■ **EXERCISE PASSAGE**
::::::::

Kosovar–Sri Lankan relations are foreign relations between Kosovo and Sri Lanka. There are no formal diplomatic relations between two states as Sri Lanka has not recognized Kosovo as a sovereign state.

== History ==

In February 2008, the Foreign Ministry of Sri Lanka called Kosovo's declaration of independence a violation of the United Nations Charter and emphasised its concern that the act "could set an unmanageable precedent in the conduct of international relations, the established global order of sovereign States and could thus pose a grave threat to international peace and security".

In a June 2009 meeting with Serbian president Boris Tadić, Sri Lankan president Mahinda Rajapaksa re-affirmed his country's solidarity with Serbia and stated that Sri Lanka remained firmly opposed to Kosovo's independence as it threatened the international order. Rajapaksa said that there could be no right for countries to be formed by secession, which was in violation of the UN Charter and the principles of national sovereignty.

In a September 2011 meeting with Kosovo's First deputy prime minister Behgjet Pacolli, Rajapaksa promised that Sri Lanka will continue to cooperate and expressed his willingness to continue contacts which would lead to the construction of interstate relations in the future. In February 2013, the Prime Minister of Sri Lanka, D. M. Jayaratne, stated that the recognition of Kosovo by Sri Lanka will be reviewed.

::::::::

■ **RECORDED INFORMATION**
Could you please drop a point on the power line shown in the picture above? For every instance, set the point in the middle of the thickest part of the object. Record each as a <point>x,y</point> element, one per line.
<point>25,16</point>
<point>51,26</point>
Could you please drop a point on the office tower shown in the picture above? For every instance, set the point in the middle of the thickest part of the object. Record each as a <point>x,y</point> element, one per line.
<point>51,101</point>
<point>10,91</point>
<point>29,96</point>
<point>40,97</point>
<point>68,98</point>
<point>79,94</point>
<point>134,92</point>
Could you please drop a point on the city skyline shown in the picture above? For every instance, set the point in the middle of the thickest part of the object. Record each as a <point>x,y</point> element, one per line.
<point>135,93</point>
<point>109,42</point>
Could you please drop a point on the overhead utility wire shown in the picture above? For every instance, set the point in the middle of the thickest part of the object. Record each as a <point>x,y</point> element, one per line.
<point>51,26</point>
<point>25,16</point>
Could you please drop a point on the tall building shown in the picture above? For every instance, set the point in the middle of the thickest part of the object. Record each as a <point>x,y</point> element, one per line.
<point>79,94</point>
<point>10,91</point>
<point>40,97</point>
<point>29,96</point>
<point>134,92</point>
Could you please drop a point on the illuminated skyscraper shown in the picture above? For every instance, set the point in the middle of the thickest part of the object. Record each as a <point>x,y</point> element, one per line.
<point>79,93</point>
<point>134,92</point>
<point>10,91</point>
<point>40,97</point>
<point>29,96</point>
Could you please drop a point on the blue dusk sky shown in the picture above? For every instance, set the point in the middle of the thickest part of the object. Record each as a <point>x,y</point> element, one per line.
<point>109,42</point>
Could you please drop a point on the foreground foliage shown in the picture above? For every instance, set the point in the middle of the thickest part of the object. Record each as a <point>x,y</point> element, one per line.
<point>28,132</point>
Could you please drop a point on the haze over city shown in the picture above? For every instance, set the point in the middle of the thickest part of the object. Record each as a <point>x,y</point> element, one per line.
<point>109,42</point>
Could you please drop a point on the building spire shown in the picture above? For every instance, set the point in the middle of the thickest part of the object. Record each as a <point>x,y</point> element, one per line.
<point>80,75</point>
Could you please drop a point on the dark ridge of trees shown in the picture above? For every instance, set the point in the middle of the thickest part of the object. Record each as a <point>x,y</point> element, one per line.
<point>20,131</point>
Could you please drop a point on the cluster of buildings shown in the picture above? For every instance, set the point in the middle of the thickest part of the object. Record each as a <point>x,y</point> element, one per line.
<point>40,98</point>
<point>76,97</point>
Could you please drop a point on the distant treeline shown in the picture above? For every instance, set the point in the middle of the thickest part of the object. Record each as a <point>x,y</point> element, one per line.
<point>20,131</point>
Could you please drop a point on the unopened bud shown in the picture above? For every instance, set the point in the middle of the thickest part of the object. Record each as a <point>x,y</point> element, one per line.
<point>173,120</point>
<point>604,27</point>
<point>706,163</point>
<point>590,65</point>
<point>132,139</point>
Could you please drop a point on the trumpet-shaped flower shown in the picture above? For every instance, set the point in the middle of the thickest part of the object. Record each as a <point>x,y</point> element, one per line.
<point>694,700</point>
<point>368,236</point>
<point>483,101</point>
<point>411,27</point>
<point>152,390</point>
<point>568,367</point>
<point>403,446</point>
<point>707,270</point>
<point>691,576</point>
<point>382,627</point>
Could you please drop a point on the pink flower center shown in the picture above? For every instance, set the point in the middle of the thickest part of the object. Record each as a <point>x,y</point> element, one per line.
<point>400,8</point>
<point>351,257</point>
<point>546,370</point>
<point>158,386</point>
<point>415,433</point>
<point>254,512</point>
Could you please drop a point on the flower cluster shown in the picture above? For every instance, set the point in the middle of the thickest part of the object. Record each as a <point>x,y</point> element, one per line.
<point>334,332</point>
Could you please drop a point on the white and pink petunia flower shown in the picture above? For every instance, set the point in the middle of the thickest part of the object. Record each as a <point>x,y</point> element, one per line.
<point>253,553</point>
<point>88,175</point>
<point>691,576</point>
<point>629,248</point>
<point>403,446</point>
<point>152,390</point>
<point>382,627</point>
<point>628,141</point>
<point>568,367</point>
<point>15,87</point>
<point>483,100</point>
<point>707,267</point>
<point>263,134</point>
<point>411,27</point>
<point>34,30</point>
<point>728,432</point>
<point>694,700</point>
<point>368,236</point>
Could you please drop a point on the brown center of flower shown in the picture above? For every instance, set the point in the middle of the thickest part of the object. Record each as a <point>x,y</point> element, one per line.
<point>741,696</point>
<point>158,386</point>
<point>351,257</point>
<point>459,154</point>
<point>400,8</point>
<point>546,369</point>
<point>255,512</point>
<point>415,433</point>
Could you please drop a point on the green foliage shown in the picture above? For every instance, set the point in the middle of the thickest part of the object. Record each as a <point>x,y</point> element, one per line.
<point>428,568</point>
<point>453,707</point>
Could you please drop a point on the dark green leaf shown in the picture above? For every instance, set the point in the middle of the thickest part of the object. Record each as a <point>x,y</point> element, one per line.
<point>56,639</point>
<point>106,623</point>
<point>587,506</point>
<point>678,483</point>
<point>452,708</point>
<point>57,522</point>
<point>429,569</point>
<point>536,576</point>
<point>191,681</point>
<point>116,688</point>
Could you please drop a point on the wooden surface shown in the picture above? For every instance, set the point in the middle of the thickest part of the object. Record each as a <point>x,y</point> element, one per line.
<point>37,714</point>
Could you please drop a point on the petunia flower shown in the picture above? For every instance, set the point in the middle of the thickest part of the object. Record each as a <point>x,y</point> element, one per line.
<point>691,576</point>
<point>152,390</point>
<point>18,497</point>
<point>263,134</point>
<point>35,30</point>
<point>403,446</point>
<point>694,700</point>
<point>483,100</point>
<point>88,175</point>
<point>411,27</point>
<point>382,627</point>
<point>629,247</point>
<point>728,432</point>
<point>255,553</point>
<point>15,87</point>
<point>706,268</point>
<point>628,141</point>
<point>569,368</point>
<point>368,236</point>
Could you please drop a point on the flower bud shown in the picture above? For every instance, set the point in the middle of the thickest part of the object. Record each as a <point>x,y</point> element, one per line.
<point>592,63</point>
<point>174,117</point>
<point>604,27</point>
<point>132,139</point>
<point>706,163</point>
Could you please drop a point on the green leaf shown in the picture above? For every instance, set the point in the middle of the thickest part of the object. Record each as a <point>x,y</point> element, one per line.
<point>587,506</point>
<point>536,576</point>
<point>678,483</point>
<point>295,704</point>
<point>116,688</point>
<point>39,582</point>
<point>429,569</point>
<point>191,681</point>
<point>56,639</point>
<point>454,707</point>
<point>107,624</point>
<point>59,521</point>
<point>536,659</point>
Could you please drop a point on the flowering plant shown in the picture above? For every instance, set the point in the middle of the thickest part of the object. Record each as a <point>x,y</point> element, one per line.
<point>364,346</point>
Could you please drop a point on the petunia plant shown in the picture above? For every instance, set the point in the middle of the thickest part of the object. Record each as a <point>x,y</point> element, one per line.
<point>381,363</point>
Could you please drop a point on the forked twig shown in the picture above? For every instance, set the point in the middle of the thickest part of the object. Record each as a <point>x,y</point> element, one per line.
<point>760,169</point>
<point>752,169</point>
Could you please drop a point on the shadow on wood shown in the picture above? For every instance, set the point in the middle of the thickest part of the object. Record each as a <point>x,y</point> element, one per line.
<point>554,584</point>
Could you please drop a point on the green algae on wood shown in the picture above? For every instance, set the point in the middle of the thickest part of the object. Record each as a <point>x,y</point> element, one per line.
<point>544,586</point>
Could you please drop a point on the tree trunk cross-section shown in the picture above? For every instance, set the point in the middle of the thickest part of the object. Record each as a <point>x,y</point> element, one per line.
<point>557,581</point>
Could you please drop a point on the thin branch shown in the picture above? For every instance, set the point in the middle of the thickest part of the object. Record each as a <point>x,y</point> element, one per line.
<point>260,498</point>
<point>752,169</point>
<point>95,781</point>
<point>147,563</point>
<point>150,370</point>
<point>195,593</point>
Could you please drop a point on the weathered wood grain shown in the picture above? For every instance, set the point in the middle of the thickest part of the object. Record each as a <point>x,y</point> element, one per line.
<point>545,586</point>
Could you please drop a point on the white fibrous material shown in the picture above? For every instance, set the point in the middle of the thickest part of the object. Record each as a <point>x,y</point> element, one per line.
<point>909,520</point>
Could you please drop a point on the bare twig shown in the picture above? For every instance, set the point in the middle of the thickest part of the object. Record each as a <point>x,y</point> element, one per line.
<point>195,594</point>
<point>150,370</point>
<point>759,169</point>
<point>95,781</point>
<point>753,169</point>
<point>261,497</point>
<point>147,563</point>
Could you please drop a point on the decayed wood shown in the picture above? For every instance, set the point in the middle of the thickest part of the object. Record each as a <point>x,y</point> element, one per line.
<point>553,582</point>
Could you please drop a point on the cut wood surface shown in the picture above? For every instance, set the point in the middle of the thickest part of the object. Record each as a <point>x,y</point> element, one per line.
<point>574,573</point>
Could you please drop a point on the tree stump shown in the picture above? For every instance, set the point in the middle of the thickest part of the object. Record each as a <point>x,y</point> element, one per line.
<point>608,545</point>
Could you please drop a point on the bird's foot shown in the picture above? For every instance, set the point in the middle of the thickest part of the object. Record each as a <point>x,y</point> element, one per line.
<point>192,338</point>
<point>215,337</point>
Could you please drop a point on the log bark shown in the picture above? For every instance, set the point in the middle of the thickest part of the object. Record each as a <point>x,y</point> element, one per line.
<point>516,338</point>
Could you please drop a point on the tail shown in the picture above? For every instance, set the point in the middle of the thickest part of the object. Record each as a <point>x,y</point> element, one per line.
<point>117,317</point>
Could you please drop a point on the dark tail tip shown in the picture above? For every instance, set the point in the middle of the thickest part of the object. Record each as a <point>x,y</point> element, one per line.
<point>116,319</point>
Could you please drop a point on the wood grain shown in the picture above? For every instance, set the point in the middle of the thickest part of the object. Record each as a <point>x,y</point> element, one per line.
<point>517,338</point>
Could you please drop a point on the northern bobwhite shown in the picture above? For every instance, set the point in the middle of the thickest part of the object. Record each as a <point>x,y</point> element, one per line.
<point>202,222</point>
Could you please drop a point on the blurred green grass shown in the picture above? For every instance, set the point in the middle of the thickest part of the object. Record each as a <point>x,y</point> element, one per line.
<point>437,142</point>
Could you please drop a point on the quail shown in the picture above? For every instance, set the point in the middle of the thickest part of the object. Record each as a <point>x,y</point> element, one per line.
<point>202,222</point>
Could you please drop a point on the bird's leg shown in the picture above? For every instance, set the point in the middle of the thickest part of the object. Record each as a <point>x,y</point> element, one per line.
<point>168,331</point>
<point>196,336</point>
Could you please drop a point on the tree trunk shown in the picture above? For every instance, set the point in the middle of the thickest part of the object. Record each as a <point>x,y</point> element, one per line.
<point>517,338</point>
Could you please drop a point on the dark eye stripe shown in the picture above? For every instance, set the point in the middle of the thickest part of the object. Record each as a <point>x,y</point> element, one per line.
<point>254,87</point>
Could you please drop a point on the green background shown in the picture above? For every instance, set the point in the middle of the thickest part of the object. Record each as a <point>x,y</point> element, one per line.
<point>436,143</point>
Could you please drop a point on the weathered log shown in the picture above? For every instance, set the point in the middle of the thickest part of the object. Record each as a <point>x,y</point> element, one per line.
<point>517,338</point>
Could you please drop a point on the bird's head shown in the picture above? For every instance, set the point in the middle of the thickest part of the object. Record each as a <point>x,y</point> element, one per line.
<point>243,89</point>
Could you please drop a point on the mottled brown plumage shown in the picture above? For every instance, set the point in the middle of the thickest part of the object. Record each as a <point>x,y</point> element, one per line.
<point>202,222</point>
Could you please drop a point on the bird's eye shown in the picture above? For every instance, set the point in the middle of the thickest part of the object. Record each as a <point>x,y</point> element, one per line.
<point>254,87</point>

::::::::

■ **TASK TO CARRY OUT**
In the passage on Kosovar–Sri Lankan relations, whom did Mahinda Rajapaksa meet in September 2011?

■ **RESULT OF THE TASK**
Behgjet Pacolli, Kosovo's First deputy prime minister.